**TEXTE FOURNI**.
········
Enseigner les dessous du management :
langages spécialisés et parlers ordinaires dans l’activité d’encadrement
Distinguer activité d’encadrement et méthodes de management
Pour comprendre ce qu’encadrer veut dire il faut distingieur entre l’activité d’ encadrement d’une part, qui peut se faire avec ou sans méthodes formalisées de management (et sans lectures ou formations qui les enseignent), et les dispositifs de management , ou « l’encadrement managérialisé » de l’autre. Aujourd’hui, les choses sont de ce point de vue très différentes d’il y a une vingtaine d’années, car les formations, dispositifs et méthodes de management se sont à tel point répandus (surtout dans les grandes entreprises et pour les encadrants au-dessus du 1er niveau), que « management » est devenu synonyme « d’ encadrement » (et que ce dernier terme est même devenu un peu obsolète).
Dans ce sens on peut entendre par « dessous » du management tout ce dont les méthodes ne parlent pas, et que les doctrines ne théorisent pas, mais qui se combine néanmoins de fait avec elles. Cela recouvre en partie des dimensions qui relèvent du non-dit (qu’on appelle aussi « matérielles » au sens courant du terme), en partie le sens méconnu voire occulte de certains dires. Les « langages spécialisés » sont ceux des doctrines managériales (ou des démarches qualité, de la communication d’entreprise etc), disons une forme de doxa managériale. Mais ils sont « truffés » d’expressions du langage courant (on appelle cela parfois « le bon sens »), et par ailleurs les « parlers ordinaires » qui comprennent de multiples vocabulaires issus de pratiques « hors travail », structurent fondamentalement les principes moraux et le « vécu » des encadrants, avec ou sans méthodes de management .
········
Entrées d'identification de lieux:
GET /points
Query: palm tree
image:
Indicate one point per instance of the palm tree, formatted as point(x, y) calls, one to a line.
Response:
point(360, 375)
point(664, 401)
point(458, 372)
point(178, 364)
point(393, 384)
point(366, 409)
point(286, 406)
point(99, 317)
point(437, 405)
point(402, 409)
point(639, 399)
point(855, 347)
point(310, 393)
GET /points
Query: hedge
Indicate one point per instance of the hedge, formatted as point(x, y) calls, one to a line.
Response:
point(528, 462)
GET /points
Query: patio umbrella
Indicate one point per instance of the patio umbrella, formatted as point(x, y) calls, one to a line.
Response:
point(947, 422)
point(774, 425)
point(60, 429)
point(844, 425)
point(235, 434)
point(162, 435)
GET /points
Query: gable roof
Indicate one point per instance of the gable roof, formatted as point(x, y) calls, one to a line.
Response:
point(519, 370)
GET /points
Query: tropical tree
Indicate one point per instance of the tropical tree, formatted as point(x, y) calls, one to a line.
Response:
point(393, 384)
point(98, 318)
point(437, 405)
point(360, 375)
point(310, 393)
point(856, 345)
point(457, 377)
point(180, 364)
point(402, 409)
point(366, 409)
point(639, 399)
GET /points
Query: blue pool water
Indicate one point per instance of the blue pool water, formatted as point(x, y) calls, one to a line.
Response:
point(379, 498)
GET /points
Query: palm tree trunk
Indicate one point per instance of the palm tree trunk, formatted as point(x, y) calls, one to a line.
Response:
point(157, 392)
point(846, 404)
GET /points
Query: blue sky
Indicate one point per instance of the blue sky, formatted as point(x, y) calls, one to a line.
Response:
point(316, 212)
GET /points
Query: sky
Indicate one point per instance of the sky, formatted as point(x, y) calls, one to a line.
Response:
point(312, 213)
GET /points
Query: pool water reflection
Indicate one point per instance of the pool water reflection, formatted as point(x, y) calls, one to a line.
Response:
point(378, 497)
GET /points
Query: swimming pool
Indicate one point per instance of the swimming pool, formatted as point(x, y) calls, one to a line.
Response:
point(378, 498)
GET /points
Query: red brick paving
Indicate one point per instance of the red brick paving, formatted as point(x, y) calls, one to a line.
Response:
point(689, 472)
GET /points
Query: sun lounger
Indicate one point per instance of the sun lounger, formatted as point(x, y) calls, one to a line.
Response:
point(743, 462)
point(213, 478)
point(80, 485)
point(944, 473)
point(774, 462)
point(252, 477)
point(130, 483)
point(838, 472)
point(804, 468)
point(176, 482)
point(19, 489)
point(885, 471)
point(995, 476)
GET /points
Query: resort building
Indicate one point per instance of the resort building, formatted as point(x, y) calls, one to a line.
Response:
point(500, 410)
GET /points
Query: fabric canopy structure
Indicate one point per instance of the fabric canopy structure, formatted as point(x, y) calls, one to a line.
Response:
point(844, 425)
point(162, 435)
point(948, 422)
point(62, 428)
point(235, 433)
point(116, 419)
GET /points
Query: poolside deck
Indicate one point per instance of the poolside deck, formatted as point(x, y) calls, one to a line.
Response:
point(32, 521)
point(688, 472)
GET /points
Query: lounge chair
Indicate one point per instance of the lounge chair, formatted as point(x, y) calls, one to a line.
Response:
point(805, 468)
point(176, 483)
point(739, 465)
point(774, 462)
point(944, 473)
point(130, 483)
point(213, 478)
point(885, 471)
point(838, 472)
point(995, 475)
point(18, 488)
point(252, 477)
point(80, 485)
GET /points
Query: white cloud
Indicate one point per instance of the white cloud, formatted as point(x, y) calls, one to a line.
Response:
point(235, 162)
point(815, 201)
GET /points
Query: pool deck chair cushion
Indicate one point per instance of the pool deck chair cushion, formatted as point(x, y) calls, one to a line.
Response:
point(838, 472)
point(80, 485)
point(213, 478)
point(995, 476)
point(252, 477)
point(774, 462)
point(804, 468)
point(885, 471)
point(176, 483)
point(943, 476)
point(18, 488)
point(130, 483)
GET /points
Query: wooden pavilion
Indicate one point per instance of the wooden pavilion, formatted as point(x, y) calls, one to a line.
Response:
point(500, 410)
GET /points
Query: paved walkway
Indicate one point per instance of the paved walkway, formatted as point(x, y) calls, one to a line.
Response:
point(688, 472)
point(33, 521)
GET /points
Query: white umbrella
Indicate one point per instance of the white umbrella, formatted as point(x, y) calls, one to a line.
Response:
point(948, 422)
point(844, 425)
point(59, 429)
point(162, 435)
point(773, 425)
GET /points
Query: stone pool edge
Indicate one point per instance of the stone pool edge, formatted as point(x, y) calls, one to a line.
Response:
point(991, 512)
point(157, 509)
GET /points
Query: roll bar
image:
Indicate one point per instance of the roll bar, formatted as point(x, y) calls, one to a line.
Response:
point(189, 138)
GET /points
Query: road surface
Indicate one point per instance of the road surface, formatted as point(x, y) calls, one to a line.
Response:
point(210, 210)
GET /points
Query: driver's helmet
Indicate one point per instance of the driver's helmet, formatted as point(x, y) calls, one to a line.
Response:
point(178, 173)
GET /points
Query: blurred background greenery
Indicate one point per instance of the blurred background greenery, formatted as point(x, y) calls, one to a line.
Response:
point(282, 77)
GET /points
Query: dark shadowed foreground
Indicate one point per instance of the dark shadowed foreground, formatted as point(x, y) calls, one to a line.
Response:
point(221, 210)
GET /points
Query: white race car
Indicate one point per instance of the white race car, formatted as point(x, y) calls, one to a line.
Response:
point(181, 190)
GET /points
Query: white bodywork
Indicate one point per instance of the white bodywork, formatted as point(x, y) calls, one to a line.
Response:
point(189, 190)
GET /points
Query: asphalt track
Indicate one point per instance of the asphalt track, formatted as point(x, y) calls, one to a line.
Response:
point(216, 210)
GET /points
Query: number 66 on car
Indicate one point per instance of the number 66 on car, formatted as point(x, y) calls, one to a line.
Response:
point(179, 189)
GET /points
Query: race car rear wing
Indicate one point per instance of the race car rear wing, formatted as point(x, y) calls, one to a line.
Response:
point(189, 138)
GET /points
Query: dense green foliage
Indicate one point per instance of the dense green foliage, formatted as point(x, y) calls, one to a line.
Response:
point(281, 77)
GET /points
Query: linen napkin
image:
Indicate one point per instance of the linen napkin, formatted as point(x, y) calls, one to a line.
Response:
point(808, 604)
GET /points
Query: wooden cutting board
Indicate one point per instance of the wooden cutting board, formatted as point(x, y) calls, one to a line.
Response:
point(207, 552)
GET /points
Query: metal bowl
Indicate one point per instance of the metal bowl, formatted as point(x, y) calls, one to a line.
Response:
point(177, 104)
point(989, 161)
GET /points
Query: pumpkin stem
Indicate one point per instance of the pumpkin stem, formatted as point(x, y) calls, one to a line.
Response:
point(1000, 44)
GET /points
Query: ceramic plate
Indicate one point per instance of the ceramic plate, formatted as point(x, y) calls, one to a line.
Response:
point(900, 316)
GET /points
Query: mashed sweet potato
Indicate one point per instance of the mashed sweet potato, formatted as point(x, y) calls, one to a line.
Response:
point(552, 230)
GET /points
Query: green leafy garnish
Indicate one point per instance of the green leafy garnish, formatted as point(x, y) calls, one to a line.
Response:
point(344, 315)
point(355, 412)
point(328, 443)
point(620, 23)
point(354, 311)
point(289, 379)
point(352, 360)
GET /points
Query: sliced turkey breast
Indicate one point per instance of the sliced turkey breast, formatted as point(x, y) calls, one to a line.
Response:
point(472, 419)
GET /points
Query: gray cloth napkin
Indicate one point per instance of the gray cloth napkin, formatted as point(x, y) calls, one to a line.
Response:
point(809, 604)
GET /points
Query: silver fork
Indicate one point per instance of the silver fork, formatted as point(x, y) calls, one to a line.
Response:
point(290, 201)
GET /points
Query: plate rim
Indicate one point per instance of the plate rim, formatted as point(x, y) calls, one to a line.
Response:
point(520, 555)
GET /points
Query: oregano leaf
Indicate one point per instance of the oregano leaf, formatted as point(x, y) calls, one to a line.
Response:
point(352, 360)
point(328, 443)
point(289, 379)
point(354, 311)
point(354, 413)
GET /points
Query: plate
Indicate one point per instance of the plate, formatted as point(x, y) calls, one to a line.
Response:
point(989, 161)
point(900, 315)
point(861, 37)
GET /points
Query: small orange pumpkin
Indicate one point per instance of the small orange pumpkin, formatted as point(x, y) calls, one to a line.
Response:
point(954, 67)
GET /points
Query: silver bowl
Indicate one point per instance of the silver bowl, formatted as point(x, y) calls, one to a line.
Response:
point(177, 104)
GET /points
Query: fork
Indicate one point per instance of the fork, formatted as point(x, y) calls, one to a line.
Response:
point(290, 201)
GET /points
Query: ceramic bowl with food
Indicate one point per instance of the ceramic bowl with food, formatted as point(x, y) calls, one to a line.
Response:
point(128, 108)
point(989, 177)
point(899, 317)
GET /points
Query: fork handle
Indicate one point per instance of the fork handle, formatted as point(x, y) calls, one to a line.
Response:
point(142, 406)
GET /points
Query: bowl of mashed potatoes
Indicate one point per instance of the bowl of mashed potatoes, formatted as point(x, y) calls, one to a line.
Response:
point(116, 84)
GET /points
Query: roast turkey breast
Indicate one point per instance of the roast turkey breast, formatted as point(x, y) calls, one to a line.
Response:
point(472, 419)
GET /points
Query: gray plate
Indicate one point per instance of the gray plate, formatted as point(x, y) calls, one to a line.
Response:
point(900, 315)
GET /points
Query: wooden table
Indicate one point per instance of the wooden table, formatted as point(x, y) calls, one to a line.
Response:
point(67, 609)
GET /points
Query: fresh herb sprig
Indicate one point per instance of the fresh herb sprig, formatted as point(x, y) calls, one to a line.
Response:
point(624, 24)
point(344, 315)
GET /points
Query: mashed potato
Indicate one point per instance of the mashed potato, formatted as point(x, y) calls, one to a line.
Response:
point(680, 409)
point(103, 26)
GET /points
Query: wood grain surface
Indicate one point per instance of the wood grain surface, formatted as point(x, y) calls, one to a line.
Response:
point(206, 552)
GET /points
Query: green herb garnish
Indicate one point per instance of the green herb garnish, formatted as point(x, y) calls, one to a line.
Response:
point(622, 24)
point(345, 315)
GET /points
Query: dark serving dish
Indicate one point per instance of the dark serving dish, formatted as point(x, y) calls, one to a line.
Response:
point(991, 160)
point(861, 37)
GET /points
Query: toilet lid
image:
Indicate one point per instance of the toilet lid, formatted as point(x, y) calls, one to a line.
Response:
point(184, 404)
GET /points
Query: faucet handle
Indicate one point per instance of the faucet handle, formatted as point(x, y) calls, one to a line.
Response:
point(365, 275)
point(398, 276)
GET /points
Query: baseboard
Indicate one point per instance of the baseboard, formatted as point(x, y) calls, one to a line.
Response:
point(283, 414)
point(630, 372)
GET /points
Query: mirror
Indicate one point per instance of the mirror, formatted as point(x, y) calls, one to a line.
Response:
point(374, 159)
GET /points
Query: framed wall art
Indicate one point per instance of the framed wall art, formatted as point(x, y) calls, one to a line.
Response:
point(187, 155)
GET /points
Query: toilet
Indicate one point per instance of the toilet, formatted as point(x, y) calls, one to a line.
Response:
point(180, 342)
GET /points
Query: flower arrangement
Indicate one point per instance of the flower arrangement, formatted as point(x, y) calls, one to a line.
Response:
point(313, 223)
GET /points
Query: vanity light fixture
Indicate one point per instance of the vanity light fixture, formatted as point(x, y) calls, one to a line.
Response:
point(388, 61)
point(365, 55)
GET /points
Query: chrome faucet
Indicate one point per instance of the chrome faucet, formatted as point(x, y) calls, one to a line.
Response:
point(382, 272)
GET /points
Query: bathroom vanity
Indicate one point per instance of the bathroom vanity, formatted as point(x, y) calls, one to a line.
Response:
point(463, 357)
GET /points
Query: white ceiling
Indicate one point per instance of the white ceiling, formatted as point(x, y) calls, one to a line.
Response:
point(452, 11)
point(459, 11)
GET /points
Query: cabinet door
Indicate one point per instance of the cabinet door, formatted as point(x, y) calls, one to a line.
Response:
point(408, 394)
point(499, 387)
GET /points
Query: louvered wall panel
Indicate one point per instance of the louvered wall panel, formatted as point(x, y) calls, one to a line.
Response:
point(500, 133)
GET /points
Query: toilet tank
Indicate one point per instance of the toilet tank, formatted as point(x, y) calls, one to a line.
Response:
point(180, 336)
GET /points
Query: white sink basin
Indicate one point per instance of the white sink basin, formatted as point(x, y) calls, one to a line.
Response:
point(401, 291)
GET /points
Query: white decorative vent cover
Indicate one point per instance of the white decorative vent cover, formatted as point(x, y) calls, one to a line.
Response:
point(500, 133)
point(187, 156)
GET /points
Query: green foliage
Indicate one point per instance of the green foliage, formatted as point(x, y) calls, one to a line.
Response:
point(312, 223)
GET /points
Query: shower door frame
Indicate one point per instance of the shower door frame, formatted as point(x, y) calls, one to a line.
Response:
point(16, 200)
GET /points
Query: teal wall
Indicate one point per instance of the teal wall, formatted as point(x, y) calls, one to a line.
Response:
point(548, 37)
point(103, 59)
········
**CONSIGNE**. Rédigez la suite du texte sur les dessous du management, en commençant juste après sa dernière phrase.

**RÉSULTAT**.
Cette distinction a entre autres pour avantage de séparer « méthodes préexistantes »/ »sujets humains qui vont y être formés », et invite à analyser les combinaisons, formes d’appropriation et donc de « déformation » que celles-ci entraînent nécessairement, avant, durant et après une formation. Cette dernière sera elle-même située en référence aux conceptions de Foucault, comme un dispositif, comprenent son côté « jardin » et son côté « cour » (métaphore de l’iceberg). Ce qui signifie qu’il faille de toute évidence effectuer une autre distinction, entre « contenus enseignés » et « soubassements institutionnels-techniques-rituels » de l’enseignement, ce qui aidera notamment à comprendre pourquoi les étudiants de HEC peuvent suivre si peu les cours dispensés, tout en sortant formés et « armés » de leur Ecole.
Enseigner c’est aussi encadrer
Un enseignant, un formateur, est aussi un » encadrant d’étudiants »; on soutiendra ainsi l’idée que la dimension principale d’un enseignement « critique » (voir plus bas pour une critique de la critique), ne se situe pas dans les contenus enseignés, mais dans les formes d’ encadrement pédagogique et les dispositifs d’enseignement au coeur desquels ces contenus sont transmis. Cette idée se double d’une autre : ce « soubassement institutionnel et pédagogique » constitue ce qu’il y a de moins théorisé dans l’enseignement, y compris dans bon nombre d’approches « critiques ».
Nous adopterons une conception « souple » et dialectique du concept de dispositif, en nous appuyant notamment sur la pragmatique (Austin) la « critical dicourse analysis » ou CDA (Fairclough) la socio-linguistique (Bakhtine, Borzeix, Boutet) et la théorie des « évènements de parole » (Hymes) qui fait écho à la philosophie de l’événement de Deleuze, dans une critique des approches de Bourdieu : l’enseignement n’est ni répétition, ni reproduction, ni opposition figée entre des « porte parole sans parole propre » et des « élèves prédisposés ». Il s’y « passe » des choses qui font que les rapports de pouvoir établis sont parfois déstabilisés, que ce qui s’entend n’est pas ce qu’on croit avoir dit et que l’enseignant peut être réellement contredit. Cela peut-être d’autant plus que les élèves dont il s’agit pour le management, font souvent partie des « héritiers ». On peut ici évoquer l’exemple extrême des enseignants et dirigeants de Grandes Ecoles qui luttent contre les pratiques de bizutage, par lesquelles des associations d’élèves reproduisent les réseaux d’allégeance au sein de « corps » professionnels et de promotions. Cela aussi fait partie des « dessous » du management.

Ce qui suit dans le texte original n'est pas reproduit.